| Task description |
Convert the stretch of the data from the line containing "Could you point to the anal" through the final line into a numbered list, with both ends included and blank lines omitted. Include no other lines.
────────
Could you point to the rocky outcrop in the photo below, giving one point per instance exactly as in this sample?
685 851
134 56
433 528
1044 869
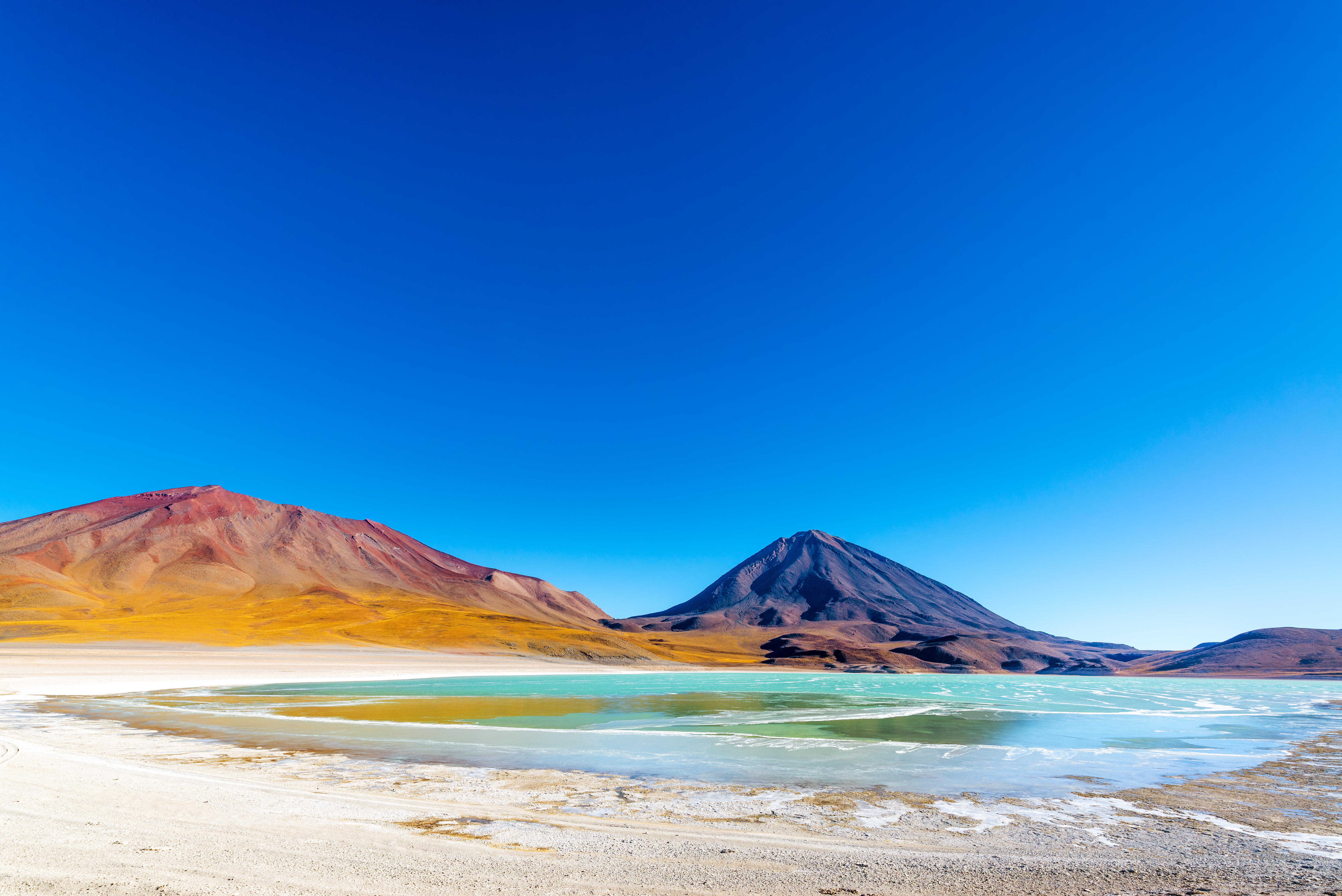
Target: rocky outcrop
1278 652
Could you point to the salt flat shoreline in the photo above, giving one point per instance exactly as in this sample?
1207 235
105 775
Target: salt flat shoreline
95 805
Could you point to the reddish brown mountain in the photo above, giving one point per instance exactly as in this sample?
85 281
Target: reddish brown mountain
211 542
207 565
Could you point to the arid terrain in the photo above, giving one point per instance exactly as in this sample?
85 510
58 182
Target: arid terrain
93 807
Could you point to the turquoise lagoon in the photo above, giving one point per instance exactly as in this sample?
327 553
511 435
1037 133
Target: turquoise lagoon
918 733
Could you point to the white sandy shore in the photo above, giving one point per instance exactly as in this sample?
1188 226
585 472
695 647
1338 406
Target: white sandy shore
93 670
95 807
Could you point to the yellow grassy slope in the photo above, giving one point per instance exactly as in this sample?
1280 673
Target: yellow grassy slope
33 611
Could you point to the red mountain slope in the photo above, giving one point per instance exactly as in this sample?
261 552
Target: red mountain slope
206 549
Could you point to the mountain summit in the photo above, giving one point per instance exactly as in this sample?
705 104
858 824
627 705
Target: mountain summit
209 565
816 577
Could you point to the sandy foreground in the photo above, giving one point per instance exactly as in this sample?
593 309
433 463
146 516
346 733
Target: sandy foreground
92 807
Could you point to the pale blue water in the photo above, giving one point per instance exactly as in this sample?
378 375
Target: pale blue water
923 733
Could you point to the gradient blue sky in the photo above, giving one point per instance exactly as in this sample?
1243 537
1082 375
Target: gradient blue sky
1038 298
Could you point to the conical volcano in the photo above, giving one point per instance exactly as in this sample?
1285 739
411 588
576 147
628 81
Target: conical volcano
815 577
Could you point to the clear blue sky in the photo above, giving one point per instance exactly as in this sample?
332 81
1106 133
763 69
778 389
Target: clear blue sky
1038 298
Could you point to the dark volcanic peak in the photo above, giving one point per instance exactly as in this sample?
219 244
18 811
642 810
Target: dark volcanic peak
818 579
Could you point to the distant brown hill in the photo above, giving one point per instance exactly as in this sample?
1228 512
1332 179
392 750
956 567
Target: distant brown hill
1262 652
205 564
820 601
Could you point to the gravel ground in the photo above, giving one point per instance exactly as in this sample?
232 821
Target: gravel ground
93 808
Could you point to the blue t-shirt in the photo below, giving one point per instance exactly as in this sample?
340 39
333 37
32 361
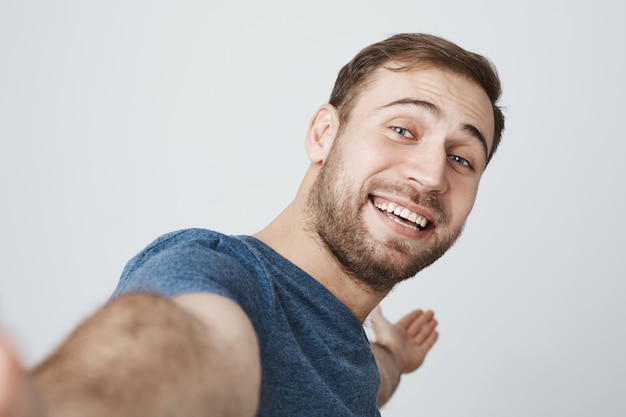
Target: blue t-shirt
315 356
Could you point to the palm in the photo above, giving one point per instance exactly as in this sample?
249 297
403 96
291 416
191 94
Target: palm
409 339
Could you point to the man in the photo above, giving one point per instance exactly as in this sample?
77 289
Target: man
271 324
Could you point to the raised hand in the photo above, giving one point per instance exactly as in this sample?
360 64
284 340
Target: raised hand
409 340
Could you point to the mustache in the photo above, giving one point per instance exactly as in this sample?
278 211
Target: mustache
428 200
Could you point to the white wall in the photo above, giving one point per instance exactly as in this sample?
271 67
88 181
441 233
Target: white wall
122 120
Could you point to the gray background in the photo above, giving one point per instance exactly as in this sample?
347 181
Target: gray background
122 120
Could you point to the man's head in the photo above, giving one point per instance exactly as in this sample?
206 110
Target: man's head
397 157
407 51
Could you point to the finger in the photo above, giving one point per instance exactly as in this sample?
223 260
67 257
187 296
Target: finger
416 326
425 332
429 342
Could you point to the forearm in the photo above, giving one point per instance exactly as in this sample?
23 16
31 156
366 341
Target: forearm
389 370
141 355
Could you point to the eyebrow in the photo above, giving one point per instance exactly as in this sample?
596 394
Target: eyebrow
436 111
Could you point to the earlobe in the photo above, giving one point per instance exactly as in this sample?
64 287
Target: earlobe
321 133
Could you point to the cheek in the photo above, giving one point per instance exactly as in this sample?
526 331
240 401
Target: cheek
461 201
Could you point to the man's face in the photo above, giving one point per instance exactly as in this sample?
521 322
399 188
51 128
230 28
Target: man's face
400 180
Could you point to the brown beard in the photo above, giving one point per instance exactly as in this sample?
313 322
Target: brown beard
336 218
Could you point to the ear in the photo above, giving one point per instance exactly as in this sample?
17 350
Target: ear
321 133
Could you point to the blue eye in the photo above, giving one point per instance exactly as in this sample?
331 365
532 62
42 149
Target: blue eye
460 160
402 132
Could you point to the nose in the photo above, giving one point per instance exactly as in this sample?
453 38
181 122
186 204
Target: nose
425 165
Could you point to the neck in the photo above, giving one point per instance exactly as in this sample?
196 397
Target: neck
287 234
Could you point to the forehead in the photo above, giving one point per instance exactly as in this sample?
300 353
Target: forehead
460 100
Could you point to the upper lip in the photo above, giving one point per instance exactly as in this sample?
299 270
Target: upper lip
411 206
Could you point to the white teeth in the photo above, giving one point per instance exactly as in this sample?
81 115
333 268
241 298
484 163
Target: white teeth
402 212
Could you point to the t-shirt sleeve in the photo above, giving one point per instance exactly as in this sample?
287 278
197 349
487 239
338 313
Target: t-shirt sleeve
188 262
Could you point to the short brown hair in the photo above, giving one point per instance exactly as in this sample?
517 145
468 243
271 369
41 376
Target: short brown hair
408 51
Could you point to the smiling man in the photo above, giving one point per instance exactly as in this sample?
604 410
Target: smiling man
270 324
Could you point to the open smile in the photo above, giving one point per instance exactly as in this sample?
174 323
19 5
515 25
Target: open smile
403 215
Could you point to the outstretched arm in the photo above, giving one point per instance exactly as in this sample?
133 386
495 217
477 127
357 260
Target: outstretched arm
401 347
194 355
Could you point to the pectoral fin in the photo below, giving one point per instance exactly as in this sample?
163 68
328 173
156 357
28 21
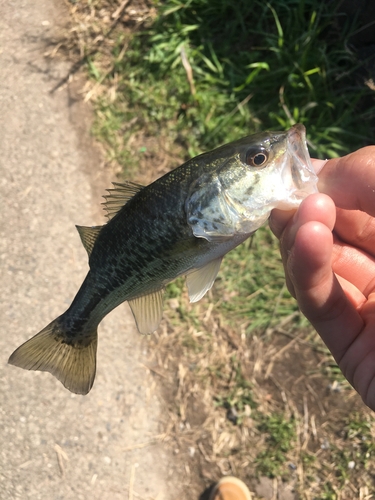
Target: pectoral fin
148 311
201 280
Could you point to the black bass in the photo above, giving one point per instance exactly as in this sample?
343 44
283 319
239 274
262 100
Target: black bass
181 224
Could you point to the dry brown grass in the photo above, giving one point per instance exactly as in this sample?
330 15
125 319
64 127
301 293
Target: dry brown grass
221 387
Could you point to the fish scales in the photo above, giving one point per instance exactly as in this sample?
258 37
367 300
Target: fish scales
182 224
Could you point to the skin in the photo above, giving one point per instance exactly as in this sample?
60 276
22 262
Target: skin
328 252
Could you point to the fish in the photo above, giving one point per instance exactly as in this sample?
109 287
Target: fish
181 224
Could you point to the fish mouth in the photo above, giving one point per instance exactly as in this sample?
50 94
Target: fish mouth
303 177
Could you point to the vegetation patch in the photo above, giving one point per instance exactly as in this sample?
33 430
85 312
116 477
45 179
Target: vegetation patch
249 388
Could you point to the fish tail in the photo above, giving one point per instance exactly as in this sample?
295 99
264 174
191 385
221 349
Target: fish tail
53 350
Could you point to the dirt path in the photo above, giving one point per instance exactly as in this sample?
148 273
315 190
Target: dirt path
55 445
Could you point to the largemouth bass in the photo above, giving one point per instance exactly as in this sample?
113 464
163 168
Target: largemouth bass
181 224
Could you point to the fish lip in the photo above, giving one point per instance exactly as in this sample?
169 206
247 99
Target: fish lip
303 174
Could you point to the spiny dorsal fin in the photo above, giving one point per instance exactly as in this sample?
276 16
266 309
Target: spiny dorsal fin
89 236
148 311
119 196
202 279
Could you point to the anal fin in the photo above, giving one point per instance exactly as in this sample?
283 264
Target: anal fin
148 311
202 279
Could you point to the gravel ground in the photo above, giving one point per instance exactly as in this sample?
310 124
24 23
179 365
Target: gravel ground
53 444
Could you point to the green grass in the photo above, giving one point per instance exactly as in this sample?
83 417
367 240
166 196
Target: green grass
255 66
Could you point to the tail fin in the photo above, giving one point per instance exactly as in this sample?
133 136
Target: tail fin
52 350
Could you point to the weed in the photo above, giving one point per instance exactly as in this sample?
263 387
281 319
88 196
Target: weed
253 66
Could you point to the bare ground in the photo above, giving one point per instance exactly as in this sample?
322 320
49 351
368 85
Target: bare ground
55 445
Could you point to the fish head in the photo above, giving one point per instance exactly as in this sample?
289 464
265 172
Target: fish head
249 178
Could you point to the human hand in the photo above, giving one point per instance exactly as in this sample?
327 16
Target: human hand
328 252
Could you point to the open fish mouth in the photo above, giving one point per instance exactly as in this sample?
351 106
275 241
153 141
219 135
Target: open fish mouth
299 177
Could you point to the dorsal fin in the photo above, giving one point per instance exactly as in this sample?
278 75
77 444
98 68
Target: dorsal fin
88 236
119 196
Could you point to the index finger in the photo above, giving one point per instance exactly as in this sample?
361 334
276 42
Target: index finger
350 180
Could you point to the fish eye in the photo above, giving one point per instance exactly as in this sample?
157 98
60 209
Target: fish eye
────────
| Solution |
1. Could you point to the anal fin in the photo above, giving one point per instance exactly as in this sample?
2. 283 264
3. Target: anal fin
4. 148 311
5. 202 279
6. Could you point to the gravel ground in the photo above, giving one point per instance exactly as in this sample?
7. 310 124
8. 24 23
9. 179 365
10. Target: gravel ground
11. 53 444
12. Could you point to the green grass in the photo above, giving one point per instance exactly as in this sample?
13. 83 417
14. 367 240
15. 166 196
16. Target: green grass
17. 255 66
18. Could you point to the tail fin in the photo above, giving one point per instance exactly as in this sample?
19. 133 136
20. Target: tail fin
21. 52 350
22. Could you point to the weed in the photo above, giving one point per instance exactly as in this sample?
23. 263 387
24. 281 319
25. 88 196
26. Target: weed
27. 253 66
28. Could you point to the bare ground in the photo above, giving one point per instance exactly as in this sample?
29. 322 320
30. 49 351
31. 368 85
32. Target: bare ground
33. 55 445
34. Could you point to the fish head in the photo above, giving one point per instance exactly as in this sample?
35. 289 464
36. 265 172
37. Target: fish head
38. 249 178
39. Could you point to the human hand in the photo above, giving one point per instance exactly as in this sample?
40. 327 16
41. Target: human hand
42. 328 252
43. Could you point to the open fish mouth in the photo above, giving one point per instance exactly as in this sample?
44. 351 106
45. 275 241
46. 153 141
47. 219 135
48. Target: open fish mouth
49. 299 177
50. Could you point to the dorsal fin in the photo above, giving one point per instance exactly as in this sample?
51. 278 75
52. 77 444
53. 98 68
54. Target: dorsal fin
55. 88 236
56. 119 196
57. Could you point to the index finger in the photo above, giving one point per instance exactly as in this sample?
58. 361 334
59. 276 42
60. Target: index finger
61. 350 180
62. Could you point to the fish eye in the photo above, giving one point per instance exactly as in this sample?
63. 157 98
64. 60 209
65. Target: fish eye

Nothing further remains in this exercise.